Tasks for this exercise ->
1. Summarize the passage on clerical healing costs in exactly two sentences.
2. According to the passage on clerical healing costs, how many clerics of 7th level or higher would a population the size of Afghanistan require?

Excerpted passage ->
<<<<

Note also that under the Potion Distribution model all child deaths are averted. Given that this would probably lead to a reduction in parity of, on average, 3 children per woman, this would lead to an increase in productivity of probably 2.25 years per woman, which gives an income of slightly more than the cost of the scheme under a free market model.

Clerical Load

With approximately 10 complications per 75 births, i.e. 10 complications per 2000 population, we expect that there would be 400 complications per 80000 individuals. A single 7th level Cleric could cover these 400 complications, so we expect not to need more than 1 such cleric per 80000. Under the Potion Distribution model, we need only 2.55 complications in the high risk group per 2000, or 200 complications per 157000 individuals. So we would need a single 7th level cleric per 157000 individuals, making one Remove Disease per day. This cleric would lose 6000 xp per year, so would need to adventure for the remainder of the year; or, for a more reasonable human resources regime, we could allow 1 7th level cleric per 80000 individuals on the assumption that one was adventuring at any time. To allow for death during adventuring, we should assume one cleric per 55,000 individuals. In a population the size of Afghanistan, we would require 545 clerics of this level or higher.

Reduction in Service Load

Given that reduced infant mortality leads to reduced birth rates and lower levels of parity, we would expect a rapid reduction in the number of births per year, and a concomitant reduction in costs and clerical load. Over the long term, we should expect the total cost under both schemes to drop rapidly.


Both schemes proposed here are highly cost-effective, being less than the income gained from the lives saved over their entire life course. Divine intervention to reduce infant mortality is an extremely effective public health intervention that simultaneously reduces personal suffering, death rates, and poverty and has significant demographic and economic effects. It can be paid for easily through a low rate of taxation and the cost reduces over time. In every sense, it is a model public health intervention. Policy-makers, hereditary kings and infernal dictators are advised to adopt this policy as soon as practicable in order to guarantee that they are Universally Loved. Churches of healing that are not already doing this gratis should hang their heads in shame. Paladins everywhere should hang their heads in shame anyway. Fantasy authors should ask themselves if they considered this cost-effectiveness analysis before they wrote their bubblegum-world stories, or if they were just being lazy.

It’s worth considering the extent of poverty in the lower classes of these worlds. A Cure Light Wounds spell costs 50gps, but the average maid earns 36 gps. Being a maid in the medieval era is not exactly the lowest class of job one can expect; it’s not tanning, bone-picking or any of the other taboo jobs, and many women aspire to this sort of work. What Paladin isn’t shagging his maid[1]? What maid isn’t lovin’ it[2]? The WHO defines “catastrophic health expense” as any health care event that costs more than 40% of your annual household consumption. Assuming no savings, cure light wounds costs a maid 140% of her annual consumption. Compare and contrast: in modern Japan a trip to hospital for a broken arm will cost me a maximum of 210,000 Yen without insurance, and if I work full time at Lawson (a pretty low-paid job) I earn 1400000 yen a year. Lower-class people in D&D are poor. But through clerics working together in an organized system, they can eliminate one of the most tragic and significant health problems facing our “advanced” world, at less than (or at least, little more than) the cost of a year’s wages for a reasonably low-class member of society. Even when these clerics are extremely rare, they can still do it. This should serve as a strong hint at the fact that even with scarce sources of magic, medieval fantasy settings should become rich very fast.

fn1: What do you mean “none of them”? Are you suggesting paladins are gay? That’s … blasphemy!

>>>>

Record excerpts ->
<<<<

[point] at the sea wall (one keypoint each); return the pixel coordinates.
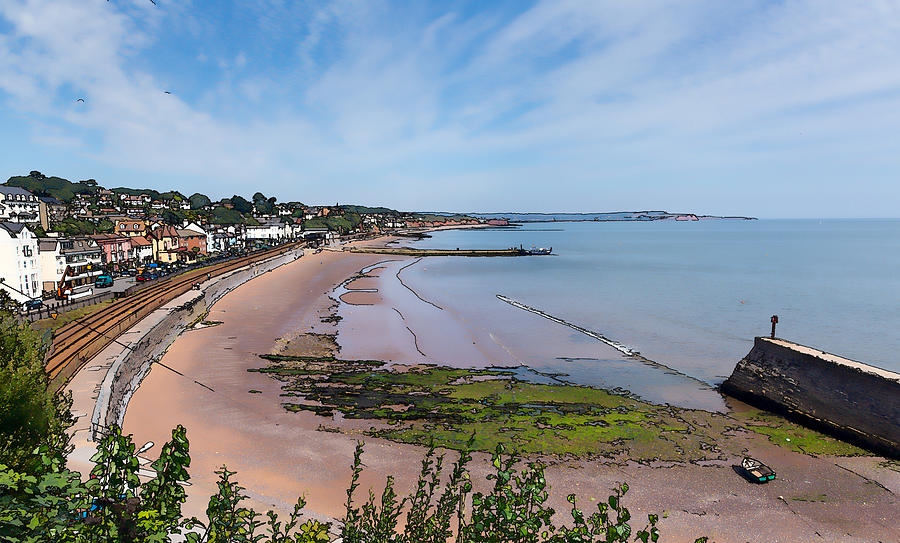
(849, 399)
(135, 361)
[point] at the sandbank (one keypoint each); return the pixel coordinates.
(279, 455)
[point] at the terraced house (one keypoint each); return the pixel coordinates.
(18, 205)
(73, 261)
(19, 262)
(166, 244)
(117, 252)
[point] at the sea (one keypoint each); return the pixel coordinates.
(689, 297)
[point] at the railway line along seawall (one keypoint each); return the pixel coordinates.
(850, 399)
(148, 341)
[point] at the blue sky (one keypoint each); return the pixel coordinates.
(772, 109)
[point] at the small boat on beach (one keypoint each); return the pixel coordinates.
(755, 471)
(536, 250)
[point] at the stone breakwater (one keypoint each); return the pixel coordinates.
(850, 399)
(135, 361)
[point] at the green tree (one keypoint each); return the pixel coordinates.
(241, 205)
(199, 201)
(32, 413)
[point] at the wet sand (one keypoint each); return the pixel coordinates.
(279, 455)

>>>>
<<<<

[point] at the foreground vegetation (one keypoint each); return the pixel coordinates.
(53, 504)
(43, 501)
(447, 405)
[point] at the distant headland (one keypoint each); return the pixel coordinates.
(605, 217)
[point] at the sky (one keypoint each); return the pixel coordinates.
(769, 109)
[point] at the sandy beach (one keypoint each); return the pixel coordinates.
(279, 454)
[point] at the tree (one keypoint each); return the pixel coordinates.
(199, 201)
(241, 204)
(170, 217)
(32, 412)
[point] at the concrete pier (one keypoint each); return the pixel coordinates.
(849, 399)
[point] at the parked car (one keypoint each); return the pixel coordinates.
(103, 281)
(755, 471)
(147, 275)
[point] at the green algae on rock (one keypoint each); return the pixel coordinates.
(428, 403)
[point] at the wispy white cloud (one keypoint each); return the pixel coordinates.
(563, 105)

>>>>

Solved tasks ->
1. Both proposed schemes for using divine intervention to reduce infant mortality are highly cost-effective, costing less than the income gained from the lives saved, and their costs and clerical load should fall rapidly as lower infant mortality reduces birth rates. Lower-class people in D&D are poor, since a Cure Light Wounds spell costs 50 gps while the average maid earns 36 gps, yet clerics working in an organized system could eliminate this health problem for little more than a year's wages of such a worker.

2. 545 clerics of 7th level or higher.